» **Stated exercise A**: According to the running blog excerpt, how long did it take to get parked at the Longview Half Marathon?

══ Excerpted text

I felt strong, and that was a huge triumph for me. I was hydrated and fueled. With just the two small packets, I felt like I could keep going for a long time. That’s a breakthrough, and I’m planning to buy more through Amazon!

It was a short-lived breakthough, unfortunately. On the day after Valentine’s day, I became sick. Really sick. I’m still not sure what I had, but it was nasty. It was like a bad flu with bronchitis at the same time. I ran a high fever (102 degrees) for a day and a half, with chills, exhaustion, vomiting, coughing, runny nose, headache, and shortness of breath. It was a bad time.

Even now, I’m not back to running. That illness seemed to suck all the energy out of my body, and while the worst is over, I don’t feel nearly strong enough to run yet. The weather has yo-yo’ed between unseasonably warm and miserably cool. For the time being, running is not a priority.

That’s okay, though. I’ll get back into it as soon as I can. Maybe next week. Until then!

Longview Half Marathon 2016

Last Saturday, I ran the Longview Half Marathon. I have a lot of thoughts to unpack on this race. It’s pretty overwhelming, to be honest.

First thought: amazing!

I woke up that morning and (no surprise) my first thought was on how much I really wanted to go back to bed. It wasn’t nerves – I really didn’t have nerves before this race. Just me questioning my sanity. But I did wake up, start dressing for the race, and texted a few people.

My mother drove me to the race. We left in plenty of time, but when we got to the location, the traffic was TERRIBLE. There was only one entrance to the race parking lot, and it was not too well managed. It took us 20 minutes to get parked. I slipped on my tutu and immediately went to the line for the porta potties, with 30 minutes before the race started.

The line at the porta potties was long and moved slowly. Probably not enough porta potties for this size of race. I listened as they counted the time on the nearby speakers – ten minutes to the start of the race, five minutes… At this point, I was thankful for chip timing. There was NO WAY I was going to start that race without going to the bathroom first.

I was sitting in the porta potty when I heard the air horn to start the race. Not ideal, for sure, but what was I gonna do? I finished up and hurried to the starting chute.

It was NOT an ideal way to start a race. Most of the runners had already started, and assorted people around me were yelling “hurry! hurry!” I was running through the chute while simultaneously pulling my armband onto my bicep, arranging my tutu/belts/shorts around my waist, and carrying my DIY sleeves. I had been planning to wear my wings, but in the rush I had no time to secure the wings (or take the very cool pre-race photo I was hoping to take!).

════
══ Working data

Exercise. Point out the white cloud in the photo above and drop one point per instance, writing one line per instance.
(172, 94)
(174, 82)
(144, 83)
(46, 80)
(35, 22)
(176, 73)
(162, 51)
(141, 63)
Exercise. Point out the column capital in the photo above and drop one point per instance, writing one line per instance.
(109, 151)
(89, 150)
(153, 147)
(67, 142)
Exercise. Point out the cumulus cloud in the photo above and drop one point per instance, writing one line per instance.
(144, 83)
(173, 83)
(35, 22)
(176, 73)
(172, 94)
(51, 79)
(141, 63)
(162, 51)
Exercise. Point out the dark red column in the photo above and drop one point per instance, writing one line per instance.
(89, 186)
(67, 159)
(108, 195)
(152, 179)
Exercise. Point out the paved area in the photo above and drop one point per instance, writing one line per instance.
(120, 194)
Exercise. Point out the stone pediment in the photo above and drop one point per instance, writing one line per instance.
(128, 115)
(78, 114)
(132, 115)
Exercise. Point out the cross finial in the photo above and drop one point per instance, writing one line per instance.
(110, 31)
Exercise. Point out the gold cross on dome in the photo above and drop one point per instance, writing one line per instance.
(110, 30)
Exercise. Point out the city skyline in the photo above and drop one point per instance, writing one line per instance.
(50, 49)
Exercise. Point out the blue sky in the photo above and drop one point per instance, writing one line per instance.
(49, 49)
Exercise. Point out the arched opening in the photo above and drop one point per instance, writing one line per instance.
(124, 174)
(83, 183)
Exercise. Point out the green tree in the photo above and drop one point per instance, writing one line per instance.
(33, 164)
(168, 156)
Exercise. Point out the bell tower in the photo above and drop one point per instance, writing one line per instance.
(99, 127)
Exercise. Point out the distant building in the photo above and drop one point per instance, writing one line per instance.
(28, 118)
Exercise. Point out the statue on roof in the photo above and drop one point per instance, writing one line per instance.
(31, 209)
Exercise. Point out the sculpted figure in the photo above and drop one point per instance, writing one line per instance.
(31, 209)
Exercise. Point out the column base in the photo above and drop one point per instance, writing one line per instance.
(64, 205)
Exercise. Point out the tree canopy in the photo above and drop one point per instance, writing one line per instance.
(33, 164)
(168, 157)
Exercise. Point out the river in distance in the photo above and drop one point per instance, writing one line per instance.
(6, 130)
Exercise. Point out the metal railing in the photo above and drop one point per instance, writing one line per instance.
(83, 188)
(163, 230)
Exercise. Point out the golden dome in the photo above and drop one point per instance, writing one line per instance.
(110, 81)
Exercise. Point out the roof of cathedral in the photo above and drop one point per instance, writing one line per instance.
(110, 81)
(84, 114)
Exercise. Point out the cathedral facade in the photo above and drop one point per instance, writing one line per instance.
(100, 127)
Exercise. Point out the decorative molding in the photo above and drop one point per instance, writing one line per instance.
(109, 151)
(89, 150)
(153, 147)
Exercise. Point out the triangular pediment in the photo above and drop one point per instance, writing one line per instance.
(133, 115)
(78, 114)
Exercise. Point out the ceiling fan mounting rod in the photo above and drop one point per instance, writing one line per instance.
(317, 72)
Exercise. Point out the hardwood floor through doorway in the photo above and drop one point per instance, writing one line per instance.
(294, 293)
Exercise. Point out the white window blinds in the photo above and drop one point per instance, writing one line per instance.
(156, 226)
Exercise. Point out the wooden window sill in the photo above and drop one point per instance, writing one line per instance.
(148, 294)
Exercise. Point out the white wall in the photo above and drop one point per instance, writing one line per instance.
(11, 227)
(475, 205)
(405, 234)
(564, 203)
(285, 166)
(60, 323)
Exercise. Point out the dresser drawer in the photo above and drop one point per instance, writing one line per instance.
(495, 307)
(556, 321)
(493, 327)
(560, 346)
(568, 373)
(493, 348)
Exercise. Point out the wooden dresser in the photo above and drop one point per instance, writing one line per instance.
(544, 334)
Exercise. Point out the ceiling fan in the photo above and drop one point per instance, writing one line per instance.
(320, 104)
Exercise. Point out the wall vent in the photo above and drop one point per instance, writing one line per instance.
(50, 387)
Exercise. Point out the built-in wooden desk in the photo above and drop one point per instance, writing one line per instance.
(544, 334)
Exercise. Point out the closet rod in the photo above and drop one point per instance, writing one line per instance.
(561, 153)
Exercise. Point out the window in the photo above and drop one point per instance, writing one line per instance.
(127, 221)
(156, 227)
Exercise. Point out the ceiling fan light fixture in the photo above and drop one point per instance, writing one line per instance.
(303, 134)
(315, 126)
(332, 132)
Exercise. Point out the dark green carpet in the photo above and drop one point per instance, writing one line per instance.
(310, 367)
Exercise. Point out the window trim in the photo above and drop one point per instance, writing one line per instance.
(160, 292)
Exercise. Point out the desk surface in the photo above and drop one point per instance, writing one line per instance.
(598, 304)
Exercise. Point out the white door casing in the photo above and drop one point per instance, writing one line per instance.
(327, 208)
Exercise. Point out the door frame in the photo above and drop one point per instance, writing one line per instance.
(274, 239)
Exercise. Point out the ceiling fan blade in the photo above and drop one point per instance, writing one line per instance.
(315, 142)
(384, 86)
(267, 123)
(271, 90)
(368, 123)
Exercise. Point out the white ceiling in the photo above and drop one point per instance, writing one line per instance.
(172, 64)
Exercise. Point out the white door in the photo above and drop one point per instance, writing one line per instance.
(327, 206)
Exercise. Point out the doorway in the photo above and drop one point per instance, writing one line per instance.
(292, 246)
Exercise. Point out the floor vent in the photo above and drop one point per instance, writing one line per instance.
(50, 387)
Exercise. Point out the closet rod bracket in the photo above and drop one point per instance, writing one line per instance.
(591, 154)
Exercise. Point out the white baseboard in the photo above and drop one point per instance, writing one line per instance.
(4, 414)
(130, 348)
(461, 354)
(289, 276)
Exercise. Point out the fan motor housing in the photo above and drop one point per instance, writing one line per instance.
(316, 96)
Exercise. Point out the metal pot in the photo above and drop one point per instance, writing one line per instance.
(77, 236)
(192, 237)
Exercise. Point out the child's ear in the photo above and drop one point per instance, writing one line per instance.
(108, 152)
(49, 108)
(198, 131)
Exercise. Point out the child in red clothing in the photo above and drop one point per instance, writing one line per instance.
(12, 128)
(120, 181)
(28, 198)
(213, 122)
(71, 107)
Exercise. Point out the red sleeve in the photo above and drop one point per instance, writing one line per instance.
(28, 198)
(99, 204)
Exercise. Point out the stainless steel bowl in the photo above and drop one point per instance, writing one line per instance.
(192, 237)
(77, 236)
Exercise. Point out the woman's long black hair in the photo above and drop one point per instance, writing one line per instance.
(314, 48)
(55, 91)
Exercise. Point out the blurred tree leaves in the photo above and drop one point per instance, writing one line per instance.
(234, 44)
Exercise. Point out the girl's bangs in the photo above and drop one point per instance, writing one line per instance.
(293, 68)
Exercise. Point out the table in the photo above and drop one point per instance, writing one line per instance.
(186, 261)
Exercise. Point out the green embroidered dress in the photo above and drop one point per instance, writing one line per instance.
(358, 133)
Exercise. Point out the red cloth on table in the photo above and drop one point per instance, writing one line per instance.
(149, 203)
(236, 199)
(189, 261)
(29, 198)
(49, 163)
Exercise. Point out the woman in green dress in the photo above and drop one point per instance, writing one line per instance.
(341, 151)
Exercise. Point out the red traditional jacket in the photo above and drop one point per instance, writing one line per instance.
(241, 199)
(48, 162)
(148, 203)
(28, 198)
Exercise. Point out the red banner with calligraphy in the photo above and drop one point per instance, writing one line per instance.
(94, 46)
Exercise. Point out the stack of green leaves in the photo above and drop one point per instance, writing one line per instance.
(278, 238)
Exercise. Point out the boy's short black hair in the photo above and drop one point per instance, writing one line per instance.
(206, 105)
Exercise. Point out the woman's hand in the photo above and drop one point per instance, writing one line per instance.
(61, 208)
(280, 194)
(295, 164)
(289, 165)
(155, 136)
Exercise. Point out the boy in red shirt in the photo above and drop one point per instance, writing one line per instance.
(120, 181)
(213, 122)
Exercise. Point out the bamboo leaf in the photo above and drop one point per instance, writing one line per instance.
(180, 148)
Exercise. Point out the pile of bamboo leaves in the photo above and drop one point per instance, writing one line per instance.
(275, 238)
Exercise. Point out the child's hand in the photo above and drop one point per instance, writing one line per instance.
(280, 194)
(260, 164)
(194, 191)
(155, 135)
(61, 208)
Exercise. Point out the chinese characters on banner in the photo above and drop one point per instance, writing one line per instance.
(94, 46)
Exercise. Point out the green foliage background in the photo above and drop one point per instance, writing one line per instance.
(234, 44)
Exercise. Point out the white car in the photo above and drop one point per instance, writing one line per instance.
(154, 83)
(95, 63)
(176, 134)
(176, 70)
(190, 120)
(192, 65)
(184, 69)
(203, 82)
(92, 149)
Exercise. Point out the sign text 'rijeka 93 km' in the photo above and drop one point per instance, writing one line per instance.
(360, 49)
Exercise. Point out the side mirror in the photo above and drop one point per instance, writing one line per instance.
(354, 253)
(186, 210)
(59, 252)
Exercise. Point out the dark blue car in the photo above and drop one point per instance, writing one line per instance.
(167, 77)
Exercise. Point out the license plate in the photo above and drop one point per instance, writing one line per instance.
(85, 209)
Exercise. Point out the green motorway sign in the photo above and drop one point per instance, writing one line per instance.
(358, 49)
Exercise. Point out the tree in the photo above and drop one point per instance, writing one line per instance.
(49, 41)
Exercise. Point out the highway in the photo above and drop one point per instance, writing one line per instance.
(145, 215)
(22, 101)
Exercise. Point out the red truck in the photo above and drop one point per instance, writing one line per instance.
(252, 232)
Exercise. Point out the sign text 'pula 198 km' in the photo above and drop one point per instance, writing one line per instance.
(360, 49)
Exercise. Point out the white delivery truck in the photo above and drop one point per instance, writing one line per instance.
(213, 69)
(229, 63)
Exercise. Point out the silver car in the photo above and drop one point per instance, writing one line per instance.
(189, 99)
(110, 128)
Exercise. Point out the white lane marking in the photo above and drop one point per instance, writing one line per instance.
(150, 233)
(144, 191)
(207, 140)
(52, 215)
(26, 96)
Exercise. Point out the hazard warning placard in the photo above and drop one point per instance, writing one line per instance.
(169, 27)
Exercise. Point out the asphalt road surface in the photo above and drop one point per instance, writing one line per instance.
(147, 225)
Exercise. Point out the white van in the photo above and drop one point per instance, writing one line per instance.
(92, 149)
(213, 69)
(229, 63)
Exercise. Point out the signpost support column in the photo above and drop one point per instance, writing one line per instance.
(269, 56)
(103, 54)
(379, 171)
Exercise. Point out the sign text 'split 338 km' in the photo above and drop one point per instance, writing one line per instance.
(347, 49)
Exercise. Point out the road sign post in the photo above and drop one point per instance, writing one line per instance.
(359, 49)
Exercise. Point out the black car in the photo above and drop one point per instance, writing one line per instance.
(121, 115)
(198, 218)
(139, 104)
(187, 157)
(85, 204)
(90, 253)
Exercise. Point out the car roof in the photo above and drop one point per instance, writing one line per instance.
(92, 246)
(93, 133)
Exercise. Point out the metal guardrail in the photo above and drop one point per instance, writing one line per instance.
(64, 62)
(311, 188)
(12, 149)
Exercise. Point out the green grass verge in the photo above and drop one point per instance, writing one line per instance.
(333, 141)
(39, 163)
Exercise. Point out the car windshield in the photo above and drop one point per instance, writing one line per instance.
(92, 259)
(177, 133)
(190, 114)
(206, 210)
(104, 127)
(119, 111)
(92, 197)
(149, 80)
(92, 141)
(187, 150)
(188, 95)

════

» **Stated exercise B**: Reproduce the rows starting at the line that contains "Exercise. Point out the green grass" and ending at the last row, replacing "windshield" with "windscreen" and leaving everything else unchanged.

» **Expected output A**: 20 minutes

» **Expected output B**:
Exercise. Point out the green grass verge in the photo above and drop one point per instance, writing one line per instance.
(333, 141)
(39, 163)
Exercise. Point out the car windscreen in the photo above and drop one point per instance, writing one line per instance.
(92, 259)
(177, 133)
(190, 114)
(206, 210)
(104, 127)
(119, 111)
(92, 197)
(149, 80)
(92, 141)
(187, 150)
(188, 95)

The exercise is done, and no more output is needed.